» **WHAT YOU ARE ASKED TO DO**:
Swap "earns a single pin" for "receives one pin" in everything from the line containing "Each instance of the tree bark" down to the line containing "pixel 550 215". Give those lines again with nothing else changed.

Items listed in a dataset

· · · · ·

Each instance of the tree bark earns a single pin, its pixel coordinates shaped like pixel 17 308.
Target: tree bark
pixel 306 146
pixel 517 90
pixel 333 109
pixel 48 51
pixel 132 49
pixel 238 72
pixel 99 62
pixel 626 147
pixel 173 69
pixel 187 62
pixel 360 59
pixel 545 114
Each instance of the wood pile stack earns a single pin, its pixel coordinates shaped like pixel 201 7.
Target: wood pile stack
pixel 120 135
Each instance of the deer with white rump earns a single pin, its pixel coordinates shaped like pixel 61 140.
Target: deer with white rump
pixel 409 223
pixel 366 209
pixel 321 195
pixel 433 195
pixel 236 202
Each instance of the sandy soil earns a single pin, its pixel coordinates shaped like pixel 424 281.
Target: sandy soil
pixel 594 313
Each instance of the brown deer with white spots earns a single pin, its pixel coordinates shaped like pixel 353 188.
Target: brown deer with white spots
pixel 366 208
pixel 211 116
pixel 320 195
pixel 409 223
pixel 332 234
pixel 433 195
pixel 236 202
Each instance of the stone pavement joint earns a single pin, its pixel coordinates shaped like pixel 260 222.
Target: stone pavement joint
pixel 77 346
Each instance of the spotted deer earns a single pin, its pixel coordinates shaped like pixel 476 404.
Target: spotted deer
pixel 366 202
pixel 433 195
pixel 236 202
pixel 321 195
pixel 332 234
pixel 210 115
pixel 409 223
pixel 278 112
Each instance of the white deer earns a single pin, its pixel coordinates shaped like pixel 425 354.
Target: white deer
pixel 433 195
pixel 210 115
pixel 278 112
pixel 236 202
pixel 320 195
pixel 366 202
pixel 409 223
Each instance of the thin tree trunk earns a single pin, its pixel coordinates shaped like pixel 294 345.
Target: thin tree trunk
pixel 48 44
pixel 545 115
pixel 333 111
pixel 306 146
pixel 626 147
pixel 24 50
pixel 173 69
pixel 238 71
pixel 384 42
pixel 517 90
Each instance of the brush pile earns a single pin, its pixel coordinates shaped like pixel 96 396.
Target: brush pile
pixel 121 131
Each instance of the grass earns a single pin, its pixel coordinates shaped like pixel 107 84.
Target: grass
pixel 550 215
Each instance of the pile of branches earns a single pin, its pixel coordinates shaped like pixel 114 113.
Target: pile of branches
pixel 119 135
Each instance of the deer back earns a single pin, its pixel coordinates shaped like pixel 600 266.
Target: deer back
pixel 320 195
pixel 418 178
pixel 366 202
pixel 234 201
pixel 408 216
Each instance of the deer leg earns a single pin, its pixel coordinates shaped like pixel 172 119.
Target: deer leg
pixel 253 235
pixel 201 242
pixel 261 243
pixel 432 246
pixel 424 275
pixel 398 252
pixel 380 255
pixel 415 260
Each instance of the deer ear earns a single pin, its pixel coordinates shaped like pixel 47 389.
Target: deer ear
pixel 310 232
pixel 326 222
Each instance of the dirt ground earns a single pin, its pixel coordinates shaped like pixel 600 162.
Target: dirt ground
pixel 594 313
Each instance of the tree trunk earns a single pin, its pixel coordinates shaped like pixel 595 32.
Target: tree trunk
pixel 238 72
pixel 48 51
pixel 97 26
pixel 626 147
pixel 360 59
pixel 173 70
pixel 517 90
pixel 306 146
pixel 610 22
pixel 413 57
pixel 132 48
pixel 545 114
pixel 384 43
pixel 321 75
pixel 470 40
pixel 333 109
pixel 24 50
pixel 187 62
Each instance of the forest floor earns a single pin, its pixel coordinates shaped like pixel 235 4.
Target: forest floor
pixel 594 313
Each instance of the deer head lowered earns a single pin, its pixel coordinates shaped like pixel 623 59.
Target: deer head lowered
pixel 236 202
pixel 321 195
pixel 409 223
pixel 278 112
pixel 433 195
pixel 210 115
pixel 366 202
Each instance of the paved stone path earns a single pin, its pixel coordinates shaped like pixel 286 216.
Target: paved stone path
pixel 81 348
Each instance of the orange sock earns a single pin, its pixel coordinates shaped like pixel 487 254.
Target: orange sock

· · · · ·

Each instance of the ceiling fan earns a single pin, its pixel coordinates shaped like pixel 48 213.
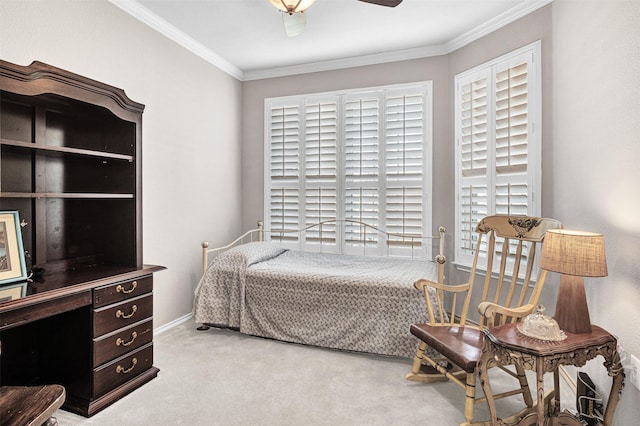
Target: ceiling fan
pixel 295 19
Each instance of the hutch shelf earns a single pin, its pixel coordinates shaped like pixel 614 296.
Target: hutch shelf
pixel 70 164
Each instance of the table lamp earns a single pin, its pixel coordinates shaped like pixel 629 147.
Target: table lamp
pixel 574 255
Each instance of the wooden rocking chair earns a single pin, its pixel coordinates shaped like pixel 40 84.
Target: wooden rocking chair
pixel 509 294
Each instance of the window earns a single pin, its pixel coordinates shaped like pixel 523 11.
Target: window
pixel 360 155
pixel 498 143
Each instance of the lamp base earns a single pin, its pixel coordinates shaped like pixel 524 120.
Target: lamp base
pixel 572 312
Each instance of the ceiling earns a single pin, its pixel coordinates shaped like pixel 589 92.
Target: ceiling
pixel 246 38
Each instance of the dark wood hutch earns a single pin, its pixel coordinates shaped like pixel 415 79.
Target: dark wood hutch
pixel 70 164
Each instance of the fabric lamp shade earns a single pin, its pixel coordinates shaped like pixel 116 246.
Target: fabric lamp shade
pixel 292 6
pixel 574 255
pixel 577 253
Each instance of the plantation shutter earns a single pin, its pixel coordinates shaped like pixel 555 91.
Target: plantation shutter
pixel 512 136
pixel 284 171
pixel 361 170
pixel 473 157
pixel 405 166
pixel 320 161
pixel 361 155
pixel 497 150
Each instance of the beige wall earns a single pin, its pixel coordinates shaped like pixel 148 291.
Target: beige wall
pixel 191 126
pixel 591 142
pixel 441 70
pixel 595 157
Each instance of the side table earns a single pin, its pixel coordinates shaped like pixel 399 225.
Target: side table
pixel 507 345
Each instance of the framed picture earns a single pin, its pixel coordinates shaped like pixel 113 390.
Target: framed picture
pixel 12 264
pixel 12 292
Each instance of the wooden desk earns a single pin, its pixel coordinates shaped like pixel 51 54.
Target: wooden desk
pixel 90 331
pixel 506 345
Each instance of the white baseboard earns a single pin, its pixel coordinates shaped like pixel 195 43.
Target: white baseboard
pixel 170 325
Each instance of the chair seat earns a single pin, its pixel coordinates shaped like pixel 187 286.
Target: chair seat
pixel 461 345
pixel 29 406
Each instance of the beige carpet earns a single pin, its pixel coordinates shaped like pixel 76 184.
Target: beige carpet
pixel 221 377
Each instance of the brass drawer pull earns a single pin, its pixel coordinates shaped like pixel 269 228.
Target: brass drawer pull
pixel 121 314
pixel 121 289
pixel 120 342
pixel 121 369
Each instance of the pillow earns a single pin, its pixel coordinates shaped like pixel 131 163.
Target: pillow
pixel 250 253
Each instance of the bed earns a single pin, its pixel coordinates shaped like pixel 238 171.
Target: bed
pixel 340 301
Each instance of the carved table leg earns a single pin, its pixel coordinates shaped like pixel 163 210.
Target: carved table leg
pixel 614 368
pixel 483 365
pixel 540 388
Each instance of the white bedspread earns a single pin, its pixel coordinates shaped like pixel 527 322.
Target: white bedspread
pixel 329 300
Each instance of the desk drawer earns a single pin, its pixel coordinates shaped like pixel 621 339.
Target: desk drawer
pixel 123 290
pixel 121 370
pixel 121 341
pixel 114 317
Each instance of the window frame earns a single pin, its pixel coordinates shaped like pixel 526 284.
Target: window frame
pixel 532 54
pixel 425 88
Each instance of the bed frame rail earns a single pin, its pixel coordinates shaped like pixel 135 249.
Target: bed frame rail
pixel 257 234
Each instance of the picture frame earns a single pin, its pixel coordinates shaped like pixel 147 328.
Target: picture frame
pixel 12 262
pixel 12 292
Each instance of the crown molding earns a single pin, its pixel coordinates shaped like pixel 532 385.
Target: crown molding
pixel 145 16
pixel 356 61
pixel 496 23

· · · · ·

» **RESULT FOR THIS TASK**:
Each instance of the tree bark receives one pin, its pixel coordinates shaped like pixel 17 308.
Target: tree bark
pixel 306 146
pixel 517 90
pixel 333 109
pixel 48 51
pixel 132 49
pixel 238 72
pixel 99 62
pixel 626 147
pixel 173 69
pixel 187 62
pixel 360 59
pixel 545 114
Each instance of the wood pile stack receives one pin, its pixel coordinates shaped like pixel 201 7.
Target: wood pile stack
pixel 120 135
Each instance of the deer with white rump receives one pin, its pixel coordinates shaped like pixel 61 140.
Target: deer with white rump
pixel 409 223
pixel 366 209
pixel 321 195
pixel 433 195
pixel 236 202
Each instance of the sandy soil receives one pin, its pixel coordinates shaped like pixel 424 281.
Target: sandy soil
pixel 594 313
Each instance of the brown deer with white spots receives one pin, its pixel coordinates shaped like pixel 353 188.
Target: brown deer with white spots
pixel 366 208
pixel 211 116
pixel 320 195
pixel 409 223
pixel 332 234
pixel 433 195
pixel 236 202
Each instance of the stone pavement joint receives one pin, its pixel coordinates shaped like pixel 260 222.
Target: stone pavement joint
pixel 77 346
Each instance of the spotted deer receives one pin, its pixel coordinates shaped like pixel 476 404.
Target: spotted deer
pixel 366 202
pixel 433 195
pixel 236 202
pixel 321 195
pixel 332 234
pixel 210 115
pixel 409 223
pixel 278 112
Each instance of the white deer receives one pin, its pixel coordinates shaped like pixel 425 354.
Target: white deer
pixel 433 195
pixel 210 115
pixel 278 112
pixel 236 202
pixel 320 195
pixel 366 202
pixel 409 223
Each instance of the thin tree trunk receives one pin, its pixel coordinates shaped like pixel 294 345.
Target: thin tree trunk
pixel 48 44
pixel 545 115
pixel 333 111
pixel 306 146
pixel 626 147
pixel 24 50
pixel 173 69
pixel 238 71
pixel 384 42
pixel 517 90
Each instance of the brush pile receives one pin, its pixel coordinates shaped like pixel 96 396.
Target: brush pile
pixel 121 131
Each instance of the grass receives one pin, its pixel coordinates shaped like pixel 107 84.
Target: grass
pixel 550 215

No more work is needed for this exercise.